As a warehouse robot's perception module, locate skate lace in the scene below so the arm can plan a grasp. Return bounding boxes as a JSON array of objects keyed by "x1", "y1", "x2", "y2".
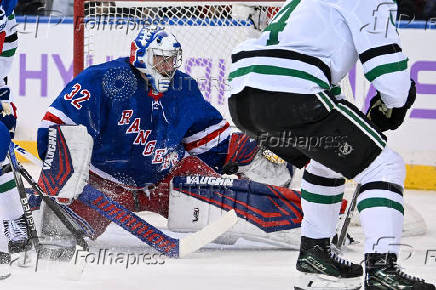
[
  {"x1": 328, "y1": 246, "x2": 352, "y2": 266},
  {"x1": 393, "y1": 264, "x2": 424, "y2": 282}
]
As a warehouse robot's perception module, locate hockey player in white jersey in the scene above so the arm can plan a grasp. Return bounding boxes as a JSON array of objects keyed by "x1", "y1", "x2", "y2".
[
  {"x1": 229, "y1": 0, "x2": 434, "y2": 289},
  {"x1": 0, "y1": 0, "x2": 30, "y2": 280}
]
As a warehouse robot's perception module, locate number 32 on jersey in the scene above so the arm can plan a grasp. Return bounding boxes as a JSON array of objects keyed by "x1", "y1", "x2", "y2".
[{"x1": 64, "y1": 83, "x2": 91, "y2": 110}]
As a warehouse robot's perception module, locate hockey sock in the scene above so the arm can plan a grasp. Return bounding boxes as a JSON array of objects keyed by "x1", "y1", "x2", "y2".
[
  {"x1": 0, "y1": 167, "x2": 25, "y2": 221},
  {"x1": 354, "y1": 148, "x2": 405, "y2": 254},
  {"x1": 301, "y1": 160, "x2": 345, "y2": 239}
]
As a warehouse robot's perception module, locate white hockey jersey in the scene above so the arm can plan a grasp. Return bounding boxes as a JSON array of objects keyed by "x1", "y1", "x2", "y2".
[{"x1": 229, "y1": 0, "x2": 410, "y2": 108}]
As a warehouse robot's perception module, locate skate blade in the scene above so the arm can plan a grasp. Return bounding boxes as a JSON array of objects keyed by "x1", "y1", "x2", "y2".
[{"x1": 294, "y1": 273, "x2": 362, "y2": 290}]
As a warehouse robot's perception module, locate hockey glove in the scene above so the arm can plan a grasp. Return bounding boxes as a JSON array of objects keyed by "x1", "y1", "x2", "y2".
[
  {"x1": 366, "y1": 80, "x2": 416, "y2": 131},
  {"x1": 0, "y1": 100, "x2": 17, "y2": 138},
  {"x1": 38, "y1": 125, "x2": 93, "y2": 204},
  {"x1": 222, "y1": 133, "x2": 293, "y2": 187},
  {"x1": 222, "y1": 133, "x2": 259, "y2": 174}
]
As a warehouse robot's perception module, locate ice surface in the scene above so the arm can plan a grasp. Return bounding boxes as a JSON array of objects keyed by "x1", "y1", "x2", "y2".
[{"x1": 2, "y1": 166, "x2": 435, "y2": 289}]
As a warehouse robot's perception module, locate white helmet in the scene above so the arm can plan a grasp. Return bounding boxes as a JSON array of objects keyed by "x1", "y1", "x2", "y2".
[{"x1": 130, "y1": 26, "x2": 182, "y2": 92}]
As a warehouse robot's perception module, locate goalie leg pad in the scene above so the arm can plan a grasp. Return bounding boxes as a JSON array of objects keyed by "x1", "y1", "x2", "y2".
[
  {"x1": 38, "y1": 125, "x2": 93, "y2": 204},
  {"x1": 169, "y1": 176, "x2": 303, "y2": 248}
]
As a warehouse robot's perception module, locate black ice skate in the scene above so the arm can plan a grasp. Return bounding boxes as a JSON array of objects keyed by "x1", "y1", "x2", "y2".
[
  {"x1": 294, "y1": 236, "x2": 362, "y2": 290},
  {"x1": 365, "y1": 253, "x2": 435, "y2": 290}
]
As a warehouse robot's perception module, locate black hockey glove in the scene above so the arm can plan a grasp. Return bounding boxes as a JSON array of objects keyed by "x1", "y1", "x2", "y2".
[{"x1": 366, "y1": 80, "x2": 416, "y2": 132}]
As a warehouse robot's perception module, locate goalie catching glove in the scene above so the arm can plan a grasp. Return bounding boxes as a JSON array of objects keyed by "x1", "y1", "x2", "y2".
[
  {"x1": 222, "y1": 133, "x2": 292, "y2": 187},
  {"x1": 366, "y1": 80, "x2": 416, "y2": 131},
  {"x1": 37, "y1": 125, "x2": 93, "y2": 204}
]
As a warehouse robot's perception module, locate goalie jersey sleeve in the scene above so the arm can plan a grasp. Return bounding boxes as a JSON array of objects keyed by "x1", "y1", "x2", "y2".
[
  {"x1": 181, "y1": 85, "x2": 230, "y2": 172},
  {"x1": 339, "y1": 0, "x2": 411, "y2": 108},
  {"x1": 37, "y1": 68, "x2": 103, "y2": 160}
]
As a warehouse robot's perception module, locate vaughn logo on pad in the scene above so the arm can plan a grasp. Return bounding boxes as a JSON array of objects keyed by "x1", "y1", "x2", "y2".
[
  {"x1": 185, "y1": 176, "x2": 234, "y2": 186},
  {"x1": 43, "y1": 127, "x2": 58, "y2": 170}
]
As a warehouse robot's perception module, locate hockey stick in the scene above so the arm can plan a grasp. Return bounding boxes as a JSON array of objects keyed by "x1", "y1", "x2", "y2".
[
  {"x1": 6, "y1": 142, "x2": 41, "y2": 251},
  {"x1": 78, "y1": 185, "x2": 237, "y2": 257},
  {"x1": 12, "y1": 142, "x2": 238, "y2": 257},
  {"x1": 335, "y1": 183, "x2": 361, "y2": 250},
  {"x1": 8, "y1": 144, "x2": 89, "y2": 251}
]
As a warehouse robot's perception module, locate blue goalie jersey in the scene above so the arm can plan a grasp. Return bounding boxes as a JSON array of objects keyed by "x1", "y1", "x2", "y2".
[{"x1": 37, "y1": 57, "x2": 231, "y2": 188}]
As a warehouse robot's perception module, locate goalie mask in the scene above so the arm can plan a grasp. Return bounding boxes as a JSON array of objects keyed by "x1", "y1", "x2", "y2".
[{"x1": 130, "y1": 27, "x2": 182, "y2": 93}]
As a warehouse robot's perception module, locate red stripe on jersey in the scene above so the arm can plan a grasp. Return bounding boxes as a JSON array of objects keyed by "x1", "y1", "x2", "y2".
[
  {"x1": 42, "y1": 111, "x2": 65, "y2": 125},
  {"x1": 184, "y1": 122, "x2": 230, "y2": 152},
  {"x1": 0, "y1": 31, "x2": 6, "y2": 54}
]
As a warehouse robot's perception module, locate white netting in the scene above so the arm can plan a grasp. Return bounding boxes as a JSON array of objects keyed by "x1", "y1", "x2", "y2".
[{"x1": 81, "y1": 1, "x2": 282, "y2": 118}]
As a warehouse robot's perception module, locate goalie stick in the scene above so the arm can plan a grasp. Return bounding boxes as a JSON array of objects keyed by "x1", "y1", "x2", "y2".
[
  {"x1": 11, "y1": 142, "x2": 238, "y2": 257},
  {"x1": 8, "y1": 144, "x2": 89, "y2": 251}
]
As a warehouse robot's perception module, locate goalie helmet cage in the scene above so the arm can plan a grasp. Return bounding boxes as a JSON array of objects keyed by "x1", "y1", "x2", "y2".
[{"x1": 73, "y1": 0, "x2": 283, "y2": 117}]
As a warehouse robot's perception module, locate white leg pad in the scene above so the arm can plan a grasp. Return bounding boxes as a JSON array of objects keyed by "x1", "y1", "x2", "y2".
[{"x1": 168, "y1": 185, "x2": 300, "y2": 248}]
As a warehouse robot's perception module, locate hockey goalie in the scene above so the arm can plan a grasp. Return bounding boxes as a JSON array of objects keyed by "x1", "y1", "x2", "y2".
[{"x1": 31, "y1": 26, "x2": 326, "y2": 257}]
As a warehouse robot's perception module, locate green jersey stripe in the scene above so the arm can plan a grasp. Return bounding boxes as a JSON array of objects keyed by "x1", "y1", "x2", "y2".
[
  {"x1": 301, "y1": 189, "x2": 343, "y2": 204},
  {"x1": 365, "y1": 59, "x2": 408, "y2": 82},
  {"x1": 330, "y1": 86, "x2": 341, "y2": 96},
  {"x1": 318, "y1": 92, "x2": 386, "y2": 148},
  {"x1": 357, "y1": 197, "x2": 404, "y2": 215},
  {"x1": 0, "y1": 179, "x2": 16, "y2": 193},
  {"x1": 335, "y1": 102, "x2": 386, "y2": 147},
  {"x1": 229, "y1": 65, "x2": 330, "y2": 90},
  {"x1": 0, "y1": 48, "x2": 17, "y2": 57},
  {"x1": 315, "y1": 93, "x2": 333, "y2": 111}
]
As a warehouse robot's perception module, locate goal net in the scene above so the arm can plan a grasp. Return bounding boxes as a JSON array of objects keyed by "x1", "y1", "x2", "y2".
[{"x1": 74, "y1": 0, "x2": 283, "y2": 120}]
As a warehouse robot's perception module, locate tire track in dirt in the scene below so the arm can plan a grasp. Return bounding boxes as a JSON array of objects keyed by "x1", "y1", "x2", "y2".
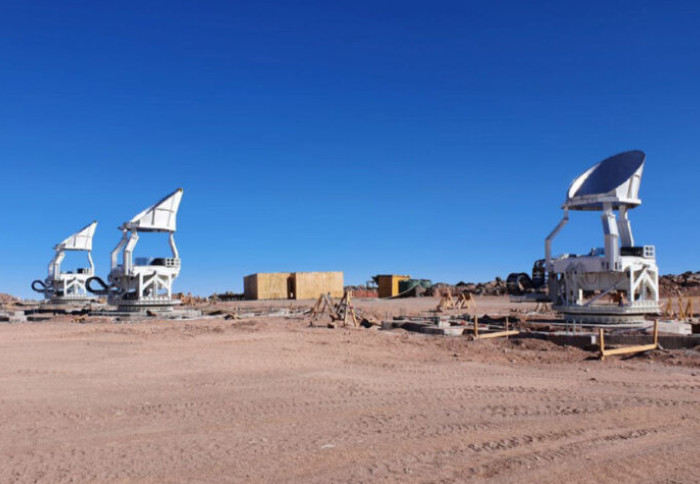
[{"x1": 1, "y1": 317, "x2": 699, "y2": 484}]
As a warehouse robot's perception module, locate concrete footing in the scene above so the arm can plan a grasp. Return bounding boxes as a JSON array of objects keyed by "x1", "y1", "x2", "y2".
[
  {"x1": 522, "y1": 331, "x2": 700, "y2": 350},
  {"x1": 90, "y1": 308, "x2": 203, "y2": 320},
  {"x1": 0, "y1": 311, "x2": 28, "y2": 323},
  {"x1": 383, "y1": 316, "x2": 700, "y2": 349},
  {"x1": 383, "y1": 319, "x2": 468, "y2": 336}
]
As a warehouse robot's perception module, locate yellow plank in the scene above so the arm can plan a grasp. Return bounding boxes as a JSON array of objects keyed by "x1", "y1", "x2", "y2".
[
  {"x1": 600, "y1": 320, "x2": 658, "y2": 360},
  {"x1": 475, "y1": 330, "x2": 520, "y2": 340},
  {"x1": 601, "y1": 343, "x2": 658, "y2": 357}
]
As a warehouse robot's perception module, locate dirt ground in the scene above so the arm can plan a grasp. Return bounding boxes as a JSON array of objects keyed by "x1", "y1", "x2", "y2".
[{"x1": 1, "y1": 296, "x2": 699, "y2": 483}]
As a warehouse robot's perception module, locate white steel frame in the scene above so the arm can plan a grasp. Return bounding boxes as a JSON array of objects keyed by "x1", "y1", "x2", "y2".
[
  {"x1": 546, "y1": 152, "x2": 659, "y2": 322},
  {"x1": 106, "y1": 188, "x2": 184, "y2": 308},
  {"x1": 36, "y1": 221, "x2": 98, "y2": 303}
]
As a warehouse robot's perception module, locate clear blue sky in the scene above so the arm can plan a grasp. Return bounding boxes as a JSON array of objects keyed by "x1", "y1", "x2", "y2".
[{"x1": 1, "y1": 1, "x2": 698, "y2": 298}]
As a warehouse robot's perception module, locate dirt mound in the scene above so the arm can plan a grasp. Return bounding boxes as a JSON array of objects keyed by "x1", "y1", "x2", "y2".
[
  {"x1": 428, "y1": 278, "x2": 508, "y2": 297},
  {"x1": 0, "y1": 293, "x2": 19, "y2": 304},
  {"x1": 659, "y1": 271, "x2": 700, "y2": 297}
]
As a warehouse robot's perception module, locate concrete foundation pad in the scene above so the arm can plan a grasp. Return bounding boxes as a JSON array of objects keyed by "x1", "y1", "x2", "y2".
[
  {"x1": 384, "y1": 320, "x2": 466, "y2": 336},
  {"x1": 26, "y1": 315, "x2": 52, "y2": 322},
  {"x1": 0, "y1": 312, "x2": 25, "y2": 322},
  {"x1": 522, "y1": 331, "x2": 700, "y2": 350},
  {"x1": 421, "y1": 326, "x2": 465, "y2": 336},
  {"x1": 383, "y1": 318, "x2": 700, "y2": 350},
  {"x1": 90, "y1": 308, "x2": 203, "y2": 320},
  {"x1": 655, "y1": 320, "x2": 692, "y2": 335},
  {"x1": 238, "y1": 309, "x2": 297, "y2": 318}
]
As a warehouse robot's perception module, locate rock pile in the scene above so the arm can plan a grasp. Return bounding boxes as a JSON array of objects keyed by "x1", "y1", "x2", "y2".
[
  {"x1": 457, "y1": 278, "x2": 508, "y2": 296},
  {"x1": 461, "y1": 272, "x2": 700, "y2": 298},
  {"x1": 659, "y1": 271, "x2": 700, "y2": 297},
  {"x1": 428, "y1": 278, "x2": 508, "y2": 297},
  {"x1": 341, "y1": 271, "x2": 700, "y2": 299},
  {"x1": 209, "y1": 292, "x2": 245, "y2": 302},
  {"x1": 0, "y1": 293, "x2": 18, "y2": 305}
]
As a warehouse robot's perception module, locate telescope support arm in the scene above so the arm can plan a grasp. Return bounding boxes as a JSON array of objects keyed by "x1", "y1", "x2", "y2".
[{"x1": 545, "y1": 209, "x2": 569, "y2": 272}]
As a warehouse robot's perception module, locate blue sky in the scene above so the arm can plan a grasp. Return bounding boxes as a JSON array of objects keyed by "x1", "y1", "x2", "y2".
[{"x1": 1, "y1": 1, "x2": 698, "y2": 298}]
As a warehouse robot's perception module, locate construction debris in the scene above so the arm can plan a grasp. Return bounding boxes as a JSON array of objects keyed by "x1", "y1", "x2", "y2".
[{"x1": 207, "y1": 309, "x2": 241, "y2": 320}]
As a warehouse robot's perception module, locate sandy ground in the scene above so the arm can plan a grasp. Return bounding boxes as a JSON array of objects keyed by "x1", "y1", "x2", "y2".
[{"x1": 1, "y1": 297, "x2": 699, "y2": 483}]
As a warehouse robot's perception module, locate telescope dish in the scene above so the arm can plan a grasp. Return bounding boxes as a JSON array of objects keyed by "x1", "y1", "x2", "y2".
[
  {"x1": 56, "y1": 221, "x2": 97, "y2": 251},
  {"x1": 564, "y1": 150, "x2": 645, "y2": 211},
  {"x1": 125, "y1": 188, "x2": 183, "y2": 232}
]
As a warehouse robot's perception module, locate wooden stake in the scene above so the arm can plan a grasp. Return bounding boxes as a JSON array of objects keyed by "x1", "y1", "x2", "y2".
[
  {"x1": 469, "y1": 315, "x2": 519, "y2": 340},
  {"x1": 334, "y1": 290, "x2": 359, "y2": 327},
  {"x1": 664, "y1": 299, "x2": 673, "y2": 318},
  {"x1": 349, "y1": 291, "x2": 358, "y2": 327},
  {"x1": 683, "y1": 298, "x2": 693, "y2": 320},
  {"x1": 309, "y1": 294, "x2": 323, "y2": 316}
]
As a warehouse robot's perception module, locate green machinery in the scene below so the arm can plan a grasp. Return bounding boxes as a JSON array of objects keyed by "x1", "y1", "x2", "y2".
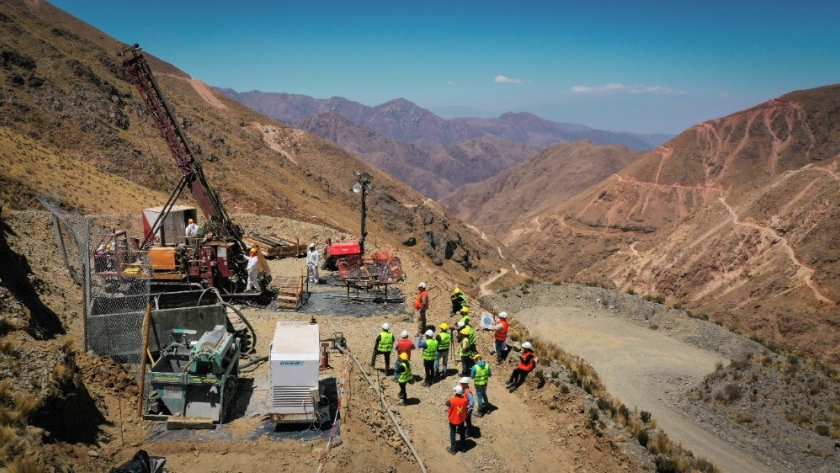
[{"x1": 144, "y1": 323, "x2": 240, "y2": 425}]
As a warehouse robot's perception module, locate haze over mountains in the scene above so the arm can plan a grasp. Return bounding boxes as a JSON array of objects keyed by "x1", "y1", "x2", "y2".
[{"x1": 219, "y1": 89, "x2": 673, "y2": 198}]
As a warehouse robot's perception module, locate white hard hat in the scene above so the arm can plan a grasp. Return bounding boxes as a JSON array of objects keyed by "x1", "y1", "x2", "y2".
[
  {"x1": 457, "y1": 321, "x2": 464, "y2": 328},
  {"x1": 401, "y1": 330, "x2": 409, "y2": 338},
  {"x1": 460, "y1": 377, "x2": 470, "y2": 384},
  {"x1": 418, "y1": 282, "x2": 426, "y2": 289},
  {"x1": 309, "y1": 243, "x2": 316, "y2": 249},
  {"x1": 425, "y1": 329, "x2": 434, "y2": 337},
  {"x1": 453, "y1": 385, "x2": 463, "y2": 395},
  {"x1": 382, "y1": 323, "x2": 390, "y2": 331},
  {"x1": 498, "y1": 312, "x2": 507, "y2": 319},
  {"x1": 522, "y1": 342, "x2": 532, "y2": 350}
]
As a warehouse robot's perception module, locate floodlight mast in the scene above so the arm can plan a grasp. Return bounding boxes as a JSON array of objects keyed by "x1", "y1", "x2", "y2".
[{"x1": 353, "y1": 172, "x2": 373, "y2": 254}]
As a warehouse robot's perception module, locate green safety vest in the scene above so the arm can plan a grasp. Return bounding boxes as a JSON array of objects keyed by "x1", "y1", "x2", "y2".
[
  {"x1": 398, "y1": 360, "x2": 413, "y2": 383},
  {"x1": 459, "y1": 339, "x2": 473, "y2": 357},
  {"x1": 437, "y1": 332, "x2": 451, "y2": 351},
  {"x1": 378, "y1": 331, "x2": 394, "y2": 353},
  {"x1": 466, "y1": 326, "x2": 476, "y2": 347},
  {"x1": 473, "y1": 363, "x2": 489, "y2": 386},
  {"x1": 423, "y1": 338, "x2": 438, "y2": 360}
]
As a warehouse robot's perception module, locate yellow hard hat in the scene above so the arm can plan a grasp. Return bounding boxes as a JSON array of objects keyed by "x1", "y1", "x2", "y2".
[
  {"x1": 460, "y1": 307, "x2": 470, "y2": 314},
  {"x1": 399, "y1": 352, "x2": 408, "y2": 361},
  {"x1": 440, "y1": 322, "x2": 449, "y2": 331},
  {"x1": 454, "y1": 287, "x2": 461, "y2": 294},
  {"x1": 472, "y1": 354, "x2": 482, "y2": 361},
  {"x1": 249, "y1": 247, "x2": 257, "y2": 254},
  {"x1": 188, "y1": 219, "x2": 194, "y2": 223},
  {"x1": 460, "y1": 328, "x2": 469, "y2": 335}
]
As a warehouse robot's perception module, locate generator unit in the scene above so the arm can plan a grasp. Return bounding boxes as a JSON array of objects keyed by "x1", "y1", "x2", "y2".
[{"x1": 269, "y1": 322, "x2": 327, "y2": 424}]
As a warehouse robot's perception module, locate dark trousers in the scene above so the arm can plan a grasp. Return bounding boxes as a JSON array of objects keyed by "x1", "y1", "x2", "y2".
[
  {"x1": 417, "y1": 309, "x2": 427, "y2": 335},
  {"x1": 466, "y1": 410, "x2": 474, "y2": 429},
  {"x1": 461, "y1": 355, "x2": 474, "y2": 376},
  {"x1": 423, "y1": 359, "x2": 435, "y2": 383},
  {"x1": 399, "y1": 381, "x2": 407, "y2": 400},
  {"x1": 449, "y1": 422, "x2": 465, "y2": 449},
  {"x1": 508, "y1": 368, "x2": 530, "y2": 387},
  {"x1": 371, "y1": 350, "x2": 391, "y2": 375}
]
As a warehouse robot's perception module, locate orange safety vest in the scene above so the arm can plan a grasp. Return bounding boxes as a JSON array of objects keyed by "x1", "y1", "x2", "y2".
[
  {"x1": 495, "y1": 319, "x2": 509, "y2": 341},
  {"x1": 414, "y1": 290, "x2": 429, "y2": 311},
  {"x1": 396, "y1": 338, "x2": 414, "y2": 359},
  {"x1": 448, "y1": 394, "x2": 468, "y2": 424},
  {"x1": 518, "y1": 351, "x2": 535, "y2": 372}
]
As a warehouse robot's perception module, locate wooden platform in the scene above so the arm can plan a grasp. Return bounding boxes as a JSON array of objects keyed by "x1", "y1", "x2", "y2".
[
  {"x1": 243, "y1": 234, "x2": 307, "y2": 259},
  {"x1": 268, "y1": 275, "x2": 304, "y2": 309}
]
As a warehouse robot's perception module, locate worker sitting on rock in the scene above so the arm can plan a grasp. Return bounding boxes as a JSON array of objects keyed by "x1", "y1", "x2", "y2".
[
  {"x1": 185, "y1": 218, "x2": 198, "y2": 238},
  {"x1": 451, "y1": 287, "x2": 468, "y2": 316},
  {"x1": 371, "y1": 323, "x2": 395, "y2": 375},
  {"x1": 394, "y1": 330, "x2": 415, "y2": 381},
  {"x1": 417, "y1": 330, "x2": 439, "y2": 386},
  {"x1": 507, "y1": 342, "x2": 536, "y2": 392},
  {"x1": 245, "y1": 247, "x2": 261, "y2": 292},
  {"x1": 435, "y1": 323, "x2": 452, "y2": 379},
  {"x1": 470, "y1": 354, "x2": 493, "y2": 416},
  {"x1": 396, "y1": 352, "x2": 413, "y2": 405},
  {"x1": 446, "y1": 385, "x2": 468, "y2": 454}
]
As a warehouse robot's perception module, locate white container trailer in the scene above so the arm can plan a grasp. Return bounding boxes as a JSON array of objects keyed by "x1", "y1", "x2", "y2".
[
  {"x1": 142, "y1": 205, "x2": 198, "y2": 246},
  {"x1": 269, "y1": 321, "x2": 322, "y2": 424}
]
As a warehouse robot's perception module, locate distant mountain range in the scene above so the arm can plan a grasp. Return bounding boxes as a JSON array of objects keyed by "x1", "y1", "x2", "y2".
[{"x1": 217, "y1": 89, "x2": 671, "y2": 150}]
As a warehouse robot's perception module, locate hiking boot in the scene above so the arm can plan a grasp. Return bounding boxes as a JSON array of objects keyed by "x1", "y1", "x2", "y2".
[
  {"x1": 447, "y1": 446, "x2": 457, "y2": 455},
  {"x1": 476, "y1": 410, "x2": 484, "y2": 418}
]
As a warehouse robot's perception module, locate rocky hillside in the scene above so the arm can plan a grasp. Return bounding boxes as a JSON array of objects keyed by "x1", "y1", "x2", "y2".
[
  {"x1": 491, "y1": 85, "x2": 840, "y2": 365},
  {"x1": 297, "y1": 111, "x2": 541, "y2": 199},
  {"x1": 0, "y1": 0, "x2": 511, "y2": 287},
  {"x1": 439, "y1": 140, "x2": 643, "y2": 237}
]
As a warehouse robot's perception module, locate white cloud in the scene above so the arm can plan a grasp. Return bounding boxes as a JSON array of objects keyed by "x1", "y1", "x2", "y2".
[
  {"x1": 495, "y1": 75, "x2": 524, "y2": 85},
  {"x1": 571, "y1": 83, "x2": 681, "y2": 95}
]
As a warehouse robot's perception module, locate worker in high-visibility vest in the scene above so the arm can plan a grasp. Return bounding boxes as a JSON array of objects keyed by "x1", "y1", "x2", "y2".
[
  {"x1": 446, "y1": 385, "x2": 468, "y2": 454},
  {"x1": 371, "y1": 323, "x2": 395, "y2": 375},
  {"x1": 417, "y1": 329, "x2": 438, "y2": 386},
  {"x1": 470, "y1": 354, "x2": 493, "y2": 416},
  {"x1": 492, "y1": 311, "x2": 510, "y2": 364},
  {"x1": 396, "y1": 352, "x2": 413, "y2": 404},
  {"x1": 435, "y1": 322, "x2": 452, "y2": 378}
]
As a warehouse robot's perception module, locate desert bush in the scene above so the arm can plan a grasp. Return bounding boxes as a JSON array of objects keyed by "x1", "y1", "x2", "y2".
[
  {"x1": 626, "y1": 288, "x2": 636, "y2": 295},
  {"x1": 649, "y1": 431, "x2": 671, "y2": 455},
  {"x1": 649, "y1": 324, "x2": 659, "y2": 330},
  {"x1": 559, "y1": 384, "x2": 570, "y2": 395},
  {"x1": 640, "y1": 410, "x2": 652, "y2": 424},
  {"x1": 524, "y1": 277, "x2": 535, "y2": 285},
  {"x1": 654, "y1": 456, "x2": 679, "y2": 473},
  {"x1": 0, "y1": 339, "x2": 20, "y2": 358},
  {"x1": 637, "y1": 429, "x2": 649, "y2": 447},
  {"x1": 672, "y1": 303, "x2": 681, "y2": 310},
  {"x1": 7, "y1": 456, "x2": 41, "y2": 473},
  {"x1": 815, "y1": 424, "x2": 830, "y2": 437},
  {"x1": 589, "y1": 407, "x2": 599, "y2": 422},
  {"x1": 722, "y1": 383, "x2": 743, "y2": 403}
]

--------------------------------------------------

**ACTION ITEM:** Please output exactly the lines from the one containing "As a warehouse robot's perception module, locate worker in" through the end of the records, both included.

**RESPONSE BELOW:**
As a warehouse robot's perception module, locate worker in high-visibility vest in the scene above so the arm can plan a grasp. Return bounding boxes as a JSON array of objects keyed by "x1", "y1", "x2", "y2".
[
  {"x1": 446, "y1": 385, "x2": 468, "y2": 454},
  {"x1": 371, "y1": 323, "x2": 395, "y2": 375},
  {"x1": 417, "y1": 329, "x2": 438, "y2": 386},
  {"x1": 470, "y1": 354, "x2": 493, "y2": 416},
  {"x1": 492, "y1": 311, "x2": 510, "y2": 364},
  {"x1": 396, "y1": 352, "x2": 413, "y2": 404},
  {"x1": 435, "y1": 322, "x2": 452, "y2": 378}
]
As a warehouse robot's perception module, locate desert bush in the scene above so the arm can plan a grasp. Return bounding boxes as a JSON array of objects keyed by "x1", "y1", "x2", "y2".
[
  {"x1": 626, "y1": 288, "x2": 636, "y2": 295},
  {"x1": 649, "y1": 431, "x2": 671, "y2": 455},
  {"x1": 649, "y1": 324, "x2": 659, "y2": 330},
  {"x1": 559, "y1": 384, "x2": 570, "y2": 395},
  {"x1": 640, "y1": 410, "x2": 652, "y2": 424},
  {"x1": 524, "y1": 277, "x2": 535, "y2": 285},
  {"x1": 654, "y1": 456, "x2": 679, "y2": 473},
  {"x1": 0, "y1": 339, "x2": 20, "y2": 358},
  {"x1": 637, "y1": 429, "x2": 649, "y2": 447},
  {"x1": 672, "y1": 303, "x2": 681, "y2": 310},
  {"x1": 7, "y1": 456, "x2": 41, "y2": 473},
  {"x1": 815, "y1": 424, "x2": 830, "y2": 437},
  {"x1": 589, "y1": 407, "x2": 599, "y2": 422},
  {"x1": 722, "y1": 383, "x2": 743, "y2": 403}
]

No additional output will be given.